▶ **Record extracts**:
[START]

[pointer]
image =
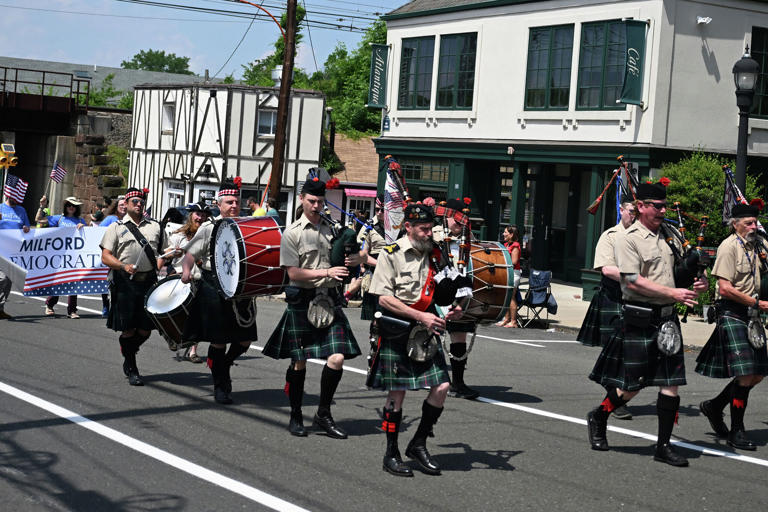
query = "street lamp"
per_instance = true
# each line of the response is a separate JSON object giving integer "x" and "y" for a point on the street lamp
{"x": 745, "y": 73}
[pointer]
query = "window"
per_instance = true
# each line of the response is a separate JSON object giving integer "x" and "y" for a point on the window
{"x": 267, "y": 122}
{"x": 416, "y": 61}
{"x": 425, "y": 170}
{"x": 601, "y": 65}
{"x": 760, "y": 54}
{"x": 548, "y": 78}
{"x": 456, "y": 73}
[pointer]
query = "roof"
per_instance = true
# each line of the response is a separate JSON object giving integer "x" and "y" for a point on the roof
{"x": 416, "y": 8}
{"x": 360, "y": 160}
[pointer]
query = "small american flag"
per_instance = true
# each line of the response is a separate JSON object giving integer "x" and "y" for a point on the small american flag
{"x": 15, "y": 188}
{"x": 58, "y": 172}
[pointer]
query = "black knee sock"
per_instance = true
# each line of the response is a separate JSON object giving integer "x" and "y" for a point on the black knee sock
{"x": 739, "y": 406}
{"x": 328, "y": 383}
{"x": 457, "y": 367}
{"x": 724, "y": 398}
{"x": 666, "y": 410}
{"x": 610, "y": 402}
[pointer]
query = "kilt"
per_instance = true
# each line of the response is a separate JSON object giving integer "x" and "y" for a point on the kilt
{"x": 297, "y": 339}
{"x": 211, "y": 317}
{"x": 396, "y": 371}
{"x": 602, "y": 319}
{"x": 126, "y": 299}
{"x": 369, "y": 306}
{"x": 728, "y": 353}
{"x": 631, "y": 360}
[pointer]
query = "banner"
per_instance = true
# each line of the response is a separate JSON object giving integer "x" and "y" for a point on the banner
{"x": 632, "y": 91}
{"x": 58, "y": 261}
{"x": 377, "y": 88}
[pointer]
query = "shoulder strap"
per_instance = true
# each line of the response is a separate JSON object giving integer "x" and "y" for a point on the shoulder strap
{"x": 142, "y": 241}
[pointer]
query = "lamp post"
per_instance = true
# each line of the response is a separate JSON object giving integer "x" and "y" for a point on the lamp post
{"x": 745, "y": 73}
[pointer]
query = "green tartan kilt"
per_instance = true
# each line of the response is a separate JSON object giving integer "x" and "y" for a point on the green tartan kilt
{"x": 369, "y": 306}
{"x": 126, "y": 303}
{"x": 631, "y": 360}
{"x": 602, "y": 319}
{"x": 728, "y": 353}
{"x": 397, "y": 371}
{"x": 295, "y": 338}
{"x": 211, "y": 317}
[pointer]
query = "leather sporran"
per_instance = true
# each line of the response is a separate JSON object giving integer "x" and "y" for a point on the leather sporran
{"x": 320, "y": 312}
{"x": 422, "y": 346}
{"x": 668, "y": 339}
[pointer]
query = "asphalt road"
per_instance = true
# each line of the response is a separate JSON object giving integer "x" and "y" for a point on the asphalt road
{"x": 75, "y": 436}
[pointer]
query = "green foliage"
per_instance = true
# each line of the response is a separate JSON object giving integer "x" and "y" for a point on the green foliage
{"x": 698, "y": 183}
{"x": 157, "y": 60}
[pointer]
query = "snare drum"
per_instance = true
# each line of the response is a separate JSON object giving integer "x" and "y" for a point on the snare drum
{"x": 245, "y": 257}
{"x": 167, "y": 303}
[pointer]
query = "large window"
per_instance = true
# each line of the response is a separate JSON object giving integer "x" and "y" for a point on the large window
{"x": 760, "y": 54}
{"x": 416, "y": 61}
{"x": 456, "y": 72}
{"x": 548, "y": 79}
{"x": 601, "y": 65}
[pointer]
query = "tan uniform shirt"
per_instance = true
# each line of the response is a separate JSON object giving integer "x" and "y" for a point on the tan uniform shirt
{"x": 733, "y": 264}
{"x": 308, "y": 246}
{"x": 639, "y": 251}
{"x": 124, "y": 246}
{"x": 402, "y": 273}
{"x": 605, "y": 254}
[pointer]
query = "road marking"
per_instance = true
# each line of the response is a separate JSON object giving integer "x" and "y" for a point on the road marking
{"x": 163, "y": 456}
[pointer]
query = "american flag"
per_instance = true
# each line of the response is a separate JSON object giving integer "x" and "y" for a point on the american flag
{"x": 15, "y": 188}
{"x": 58, "y": 172}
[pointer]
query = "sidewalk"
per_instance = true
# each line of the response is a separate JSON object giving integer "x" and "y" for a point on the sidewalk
{"x": 571, "y": 310}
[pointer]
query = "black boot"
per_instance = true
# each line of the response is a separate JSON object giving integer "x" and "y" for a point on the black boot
{"x": 597, "y": 420}
{"x": 666, "y": 411}
{"x": 294, "y": 388}
{"x": 222, "y": 385}
{"x": 458, "y": 388}
{"x": 329, "y": 381}
{"x": 393, "y": 462}
{"x": 417, "y": 448}
{"x": 737, "y": 438}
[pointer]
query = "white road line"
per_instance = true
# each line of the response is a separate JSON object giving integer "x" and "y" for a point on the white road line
{"x": 163, "y": 456}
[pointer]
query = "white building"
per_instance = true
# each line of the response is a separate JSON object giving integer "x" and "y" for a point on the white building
{"x": 514, "y": 103}
{"x": 187, "y": 138}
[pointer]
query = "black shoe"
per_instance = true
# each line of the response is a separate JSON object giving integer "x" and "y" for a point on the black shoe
{"x": 715, "y": 419}
{"x": 665, "y": 453}
{"x": 296, "y": 425}
{"x": 420, "y": 454}
{"x": 134, "y": 379}
{"x": 463, "y": 391}
{"x": 622, "y": 413}
{"x": 326, "y": 423}
{"x": 596, "y": 430}
{"x": 393, "y": 464}
{"x": 738, "y": 439}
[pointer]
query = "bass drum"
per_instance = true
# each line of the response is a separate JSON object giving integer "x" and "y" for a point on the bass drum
{"x": 167, "y": 304}
{"x": 245, "y": 257}
{"x": 493, "y": 282}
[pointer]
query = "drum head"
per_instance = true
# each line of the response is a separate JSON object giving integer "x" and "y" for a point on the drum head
{"x": 227, "y": 254}
{"x": 167, "y": 295}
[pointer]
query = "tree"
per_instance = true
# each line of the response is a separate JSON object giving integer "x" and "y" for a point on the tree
{"x": 157, "y": 60}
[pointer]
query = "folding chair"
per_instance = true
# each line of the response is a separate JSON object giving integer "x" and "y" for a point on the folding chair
{"x": 538, "y": 297}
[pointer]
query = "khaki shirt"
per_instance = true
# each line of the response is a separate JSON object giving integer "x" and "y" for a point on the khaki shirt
{"x": 402, "y": 273}
{"x": 124, "y": 246}
{"x": 605, "y": 254}
{"x": 200, "y": 245}
{"x": 308, "y": 246}
{"x": 732, "y": 264}
{"x": 639, "y": 251}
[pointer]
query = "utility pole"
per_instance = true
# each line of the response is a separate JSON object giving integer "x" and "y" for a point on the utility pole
{"x": 284, "y": 99}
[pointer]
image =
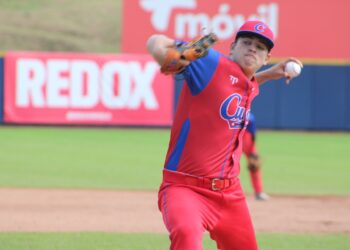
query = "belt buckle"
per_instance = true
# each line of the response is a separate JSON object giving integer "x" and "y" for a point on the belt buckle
{"x": 213, "y": 181}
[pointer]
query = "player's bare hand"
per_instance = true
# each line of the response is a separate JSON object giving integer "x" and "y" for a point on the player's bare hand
{"x": 292, "y": 68}
{"x": 278, "y": 70}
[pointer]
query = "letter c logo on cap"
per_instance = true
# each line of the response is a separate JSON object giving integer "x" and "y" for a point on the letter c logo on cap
{"x": 260, "y": 27}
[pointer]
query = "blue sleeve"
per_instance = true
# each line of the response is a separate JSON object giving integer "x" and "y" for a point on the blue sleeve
{"x": 199, "y": 73}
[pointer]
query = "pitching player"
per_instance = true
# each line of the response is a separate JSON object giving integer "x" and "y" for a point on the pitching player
{"x": 201, "y": 189}
{"x": 253, "y": 159}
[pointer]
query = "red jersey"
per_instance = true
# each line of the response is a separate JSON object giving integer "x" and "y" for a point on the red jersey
{"x": 212, "y": 112}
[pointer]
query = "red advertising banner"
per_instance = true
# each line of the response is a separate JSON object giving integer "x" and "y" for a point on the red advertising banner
{"x": 62, "y": 88}
{"x": 305, "y": 29}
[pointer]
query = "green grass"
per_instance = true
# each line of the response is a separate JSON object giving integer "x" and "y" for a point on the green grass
{"x": 107, "y": 241}
{"x": 294, "y": 163}
{"x": 60, "y": 25}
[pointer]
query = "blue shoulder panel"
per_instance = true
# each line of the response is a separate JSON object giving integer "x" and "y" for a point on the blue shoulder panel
{"x": 199, "y": 73}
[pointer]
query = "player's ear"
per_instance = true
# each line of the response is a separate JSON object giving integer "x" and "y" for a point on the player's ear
{"x": 267, "y": 59}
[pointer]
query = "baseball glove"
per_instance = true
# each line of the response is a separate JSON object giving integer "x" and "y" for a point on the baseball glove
{"x": 178, "y": 57}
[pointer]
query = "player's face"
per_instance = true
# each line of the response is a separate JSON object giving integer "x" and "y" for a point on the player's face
{"x": 250, "y": 53}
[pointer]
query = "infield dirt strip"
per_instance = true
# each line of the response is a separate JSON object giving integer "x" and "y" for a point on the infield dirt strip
{"x": 63, "y": 210}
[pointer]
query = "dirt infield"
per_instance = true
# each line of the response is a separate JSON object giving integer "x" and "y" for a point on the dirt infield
{"x": 42, "y": 210}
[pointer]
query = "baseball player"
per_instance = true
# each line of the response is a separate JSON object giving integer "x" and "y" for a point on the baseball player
{"x": 201, "y": 189}
{"x": 253, "y": 159}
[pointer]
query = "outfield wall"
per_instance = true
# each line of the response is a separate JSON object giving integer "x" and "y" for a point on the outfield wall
{"x": 319, "y": 99}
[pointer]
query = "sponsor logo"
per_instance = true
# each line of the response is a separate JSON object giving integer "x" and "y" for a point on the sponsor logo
{"x": 189, "y": 22}
{"x": 61, "y": 83}
{"x": 233, "y": 79}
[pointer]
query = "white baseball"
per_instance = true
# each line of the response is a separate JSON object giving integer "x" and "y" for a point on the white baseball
{"x": 292, "y": 68}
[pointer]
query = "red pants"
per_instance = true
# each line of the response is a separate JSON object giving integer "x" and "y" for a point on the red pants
{"x": 249, "y": 148}
{"x": 188, "y": 211}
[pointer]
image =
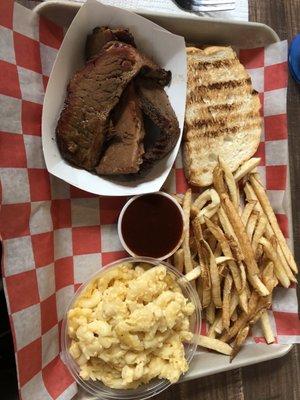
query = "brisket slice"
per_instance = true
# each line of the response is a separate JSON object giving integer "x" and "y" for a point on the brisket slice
{"x": 125, "y": 148}
{"x": 156, "y": 105}
{"x": 92, "y": 94}
{"x": 103, "y": 35}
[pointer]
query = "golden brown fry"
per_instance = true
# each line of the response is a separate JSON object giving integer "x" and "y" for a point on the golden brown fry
{"x": 218, "y": 180}
{"x": 258, "y": 285}
{"x": 246, "y": 168}
{"x": 226, "y": 225}
{"x": 259, "y": 231}
{"x": 214, "y": 274}
{"x": 218, "y": 251}
{"x": 265, "y": 204}
{"x": 230, "y": 182}
{"x": 236, "y": 252}
{"x": 234, "y": 316}
{"x": 239, "y": 341}
{"x": 272, "y": 255}
{"x": 212, "y": 344}
{"x": 221, "y": 238}
{"x": 226, "y": 302}
{"x": 212, "y": 330}
{"x": 266, "y": 327}
{"x": 210, "y": 313}
{"x": 243, "y": 301}
{"x": 249, "y": 207}
{"x": 243, "y": 239}
{"x": 194, "y": 274}
{"x": 179, "y": 260}
{"x": 188, "y": 265}
{"x": 243, "y": 319}
{"x": 251, "y": 224}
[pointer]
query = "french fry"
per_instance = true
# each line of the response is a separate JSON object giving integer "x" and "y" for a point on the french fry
{"x": 212, "y": 330}
{"x": 249, "y": 207}
{"x": 258, "y": 285}
{"x": 266, "y": 327}
{"x": 194, "y": 274}
{"x": 246, "y": 168}
{"x": 259, "y": 231}
{"x": 234, "y": 316}
{"x": 212, "y": 344}
{"x": 186, "y": 205}
{"x": 234, "y": 300}
{"x": 225, "y": 223}
{"x": 272, "y": 255}
{"x": 239, "y": 229}
{"x": 243, "y": 301}
{"x": 251, "y": 224}
{"x": 214, "y": 274}
{"x": 265, "y": 204}
{"x": 223, "y": 259}
{"x": 219, "y": 235}
{"x": 210, "y": 313}
{"x": 179, "y": 260}
{"x": 239, "y": 341}
{"x": 243, "y": 319}
{"x": 230, "y": 182}
{"x": 226, "y": 302}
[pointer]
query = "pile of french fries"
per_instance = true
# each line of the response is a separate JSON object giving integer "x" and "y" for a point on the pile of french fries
{"x": 234, "y": 254}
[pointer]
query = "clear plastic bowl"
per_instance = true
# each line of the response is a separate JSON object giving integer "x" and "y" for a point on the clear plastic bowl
{"x": 97, "y": 388}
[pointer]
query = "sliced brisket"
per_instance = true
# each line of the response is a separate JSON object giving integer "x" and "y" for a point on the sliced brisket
{"x": 125, "y": 149}
{"x": 103, "y": 35}
{"x": 156, "y": 105}
{"x": 92, "y": 94}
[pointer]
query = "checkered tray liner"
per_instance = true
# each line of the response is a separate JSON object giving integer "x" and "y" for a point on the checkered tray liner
{"x": 54, "y": 235}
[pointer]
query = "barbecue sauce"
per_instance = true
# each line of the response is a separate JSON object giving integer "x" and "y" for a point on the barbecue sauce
{"x": 152, "y": 226}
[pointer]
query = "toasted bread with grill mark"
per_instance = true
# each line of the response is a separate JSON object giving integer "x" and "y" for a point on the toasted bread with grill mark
{"x": 222, "y": 113}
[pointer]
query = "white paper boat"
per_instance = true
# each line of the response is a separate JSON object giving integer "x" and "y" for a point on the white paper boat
{"x": 166, "y": 49}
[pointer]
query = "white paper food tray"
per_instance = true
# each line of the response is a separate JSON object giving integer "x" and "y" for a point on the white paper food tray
{"x": 203, "y": 31}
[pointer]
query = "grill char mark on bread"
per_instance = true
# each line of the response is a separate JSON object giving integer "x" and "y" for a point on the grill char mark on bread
{"x": 222, "y": 113}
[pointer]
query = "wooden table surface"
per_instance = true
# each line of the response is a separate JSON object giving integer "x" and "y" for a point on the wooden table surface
{"x": 278, "y": 379}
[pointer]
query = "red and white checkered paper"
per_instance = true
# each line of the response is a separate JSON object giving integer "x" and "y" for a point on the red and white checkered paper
{"x": 55, "y": 236}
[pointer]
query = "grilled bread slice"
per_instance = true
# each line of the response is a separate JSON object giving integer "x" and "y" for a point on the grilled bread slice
{"x": 222, "y": 113}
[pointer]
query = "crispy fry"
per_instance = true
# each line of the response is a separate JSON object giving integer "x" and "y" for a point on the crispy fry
{"x": 218, "y": 251}
{"x": 265, "y": 204}
{"x": 243, "y": 275}
{"x": 188, "y": 265}
{"x": 179, "y": 260}
{"x": 259, "y": 231}
{"x": 214, "y": 274}
{"x": 246, "y": 168}
{"x": 234, "y": 316}
{"x": 223, "y": 259}
{"x": 210, "y": 313}
{"x": 212, "y": 330}
{"x": 239, "y": 341}
{"x": 258, "y": 285}
{"x": 251, "y": 224}
{"x": 272, "y": 255}
{"x": 219, "y": 235}
{"x": 212, "y": 344}
{"x": 266, "y": 327}
{"x": 243, "y": 319}
{"x": 226, "y": 302}
{"x": 243, "y": 301}
{"x": 249, "y": 207}
{"x": 243, "y": 240}
{"x": 230, "y": 182}
{"x": 194, "y": 274}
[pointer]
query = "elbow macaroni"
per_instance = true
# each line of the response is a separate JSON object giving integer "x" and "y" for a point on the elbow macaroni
{"x": 128, "y": 327}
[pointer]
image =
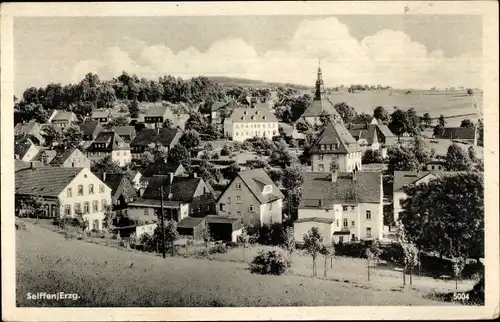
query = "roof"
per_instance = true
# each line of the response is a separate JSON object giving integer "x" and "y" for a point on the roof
{"x": 163, "y": 136}
{"x": 255, "y": 180}
{"x": 182, "y": 188}
{"x": 315, "y": 219}
{"x": 332, "y": 134}
{"x": 112, "y": 142}
{"x": 190, "y": 222}
{"x": 458, "y": 133}
{"x": 319, "y": 186}
{"x": 404, "y": 178}
{"x": 101, "y": 113}
{"x": 44, "y": 181}
{"x": 247, "y": 114}
{"x": 91, "y": 128}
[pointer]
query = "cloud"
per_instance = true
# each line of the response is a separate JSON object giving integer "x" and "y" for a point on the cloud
{"x": 388, "y": 57}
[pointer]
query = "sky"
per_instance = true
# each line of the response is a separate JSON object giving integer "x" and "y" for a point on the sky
{"x": 418, "y": 51}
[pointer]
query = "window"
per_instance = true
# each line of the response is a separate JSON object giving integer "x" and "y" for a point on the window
{"x": 86, "y": 207}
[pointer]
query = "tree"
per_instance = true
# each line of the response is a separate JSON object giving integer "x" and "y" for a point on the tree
{"x": 457, "y": 159}
{"x": 446, "y": 215}
{"x": 467, "y": 123}
{"x": 381, "y": 114}
{"x": 427, "y": 120}
{"x": 312, "y": 244}
{"x": 438, "y": 130}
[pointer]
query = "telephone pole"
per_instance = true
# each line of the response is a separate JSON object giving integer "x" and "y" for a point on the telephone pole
{"x": 162, "y": 222}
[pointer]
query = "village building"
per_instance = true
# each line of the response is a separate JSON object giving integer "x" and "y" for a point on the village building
{"x": 253, "y": 198}
{"x": 320, "y": 105}
{"x": 335, "y": 141}
{"x": 108, "y": 143}
{"x": 345, "y": 206}
{"x": 166, "y": 137}
{"x": 245, "y": 123}
{"x": 64, "y": 192}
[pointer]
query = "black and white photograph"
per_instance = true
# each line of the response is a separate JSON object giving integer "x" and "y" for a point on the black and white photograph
{"x": 278, "y": 157}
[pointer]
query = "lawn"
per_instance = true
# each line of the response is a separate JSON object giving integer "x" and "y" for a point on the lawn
{"x": 105, "y": 276}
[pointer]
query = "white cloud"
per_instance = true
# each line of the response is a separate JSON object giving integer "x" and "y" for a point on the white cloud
{"x": 387, "y": 57}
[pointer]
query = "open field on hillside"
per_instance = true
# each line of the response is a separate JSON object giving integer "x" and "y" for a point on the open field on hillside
{"x": 103, "y": 276}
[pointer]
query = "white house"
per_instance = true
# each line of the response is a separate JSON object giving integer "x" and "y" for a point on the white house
{"x": 65, "y": 191}
{"x": 345, "y": 206}
{"x": 245, "y": 123}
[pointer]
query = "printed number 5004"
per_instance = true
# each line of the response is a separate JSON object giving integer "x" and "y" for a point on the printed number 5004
{"x": 461, "y": 296}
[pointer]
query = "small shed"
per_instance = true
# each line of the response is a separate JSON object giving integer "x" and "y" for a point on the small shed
{"x": 224, "y": 228}
{"x": 191, "y": 226}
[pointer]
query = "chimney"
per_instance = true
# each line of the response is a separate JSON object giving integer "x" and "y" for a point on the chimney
{"x": 335, "y": 175}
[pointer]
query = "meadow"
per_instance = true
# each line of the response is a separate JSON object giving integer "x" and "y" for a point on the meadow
{"x": 105, "y": 276}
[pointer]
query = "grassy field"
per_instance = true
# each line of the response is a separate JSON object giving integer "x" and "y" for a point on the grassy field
{"x": 104, "y": 276}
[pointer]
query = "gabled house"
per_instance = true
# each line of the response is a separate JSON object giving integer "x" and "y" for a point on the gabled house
{"x": 102, "y": 116}
{"x": 65, "y": 191}
{"x": 166, "y": 137}
{"x": 62, "y": 119}
{"x": 182, "y": 197}
{"x": 245, "y": 123}
{"x": 345, "y": 206}
{"x": 127, "y": 133}
{"x": 335, "y": 140}
{"x": 253, "y": 198}
{"x": 108, "y": 143}
{"x": 31, "y": 129}
{"x": 320, "y": 105}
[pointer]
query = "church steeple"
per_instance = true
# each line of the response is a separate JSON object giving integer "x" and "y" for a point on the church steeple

[END]

▶ **Work to do**: Pull out every line above that contains the string "village", matching case exactly.

▶ **Written answer**:
query = "village building"
# each line of the response is a separate JSON object giving integer "x" and "y" for a point on the village building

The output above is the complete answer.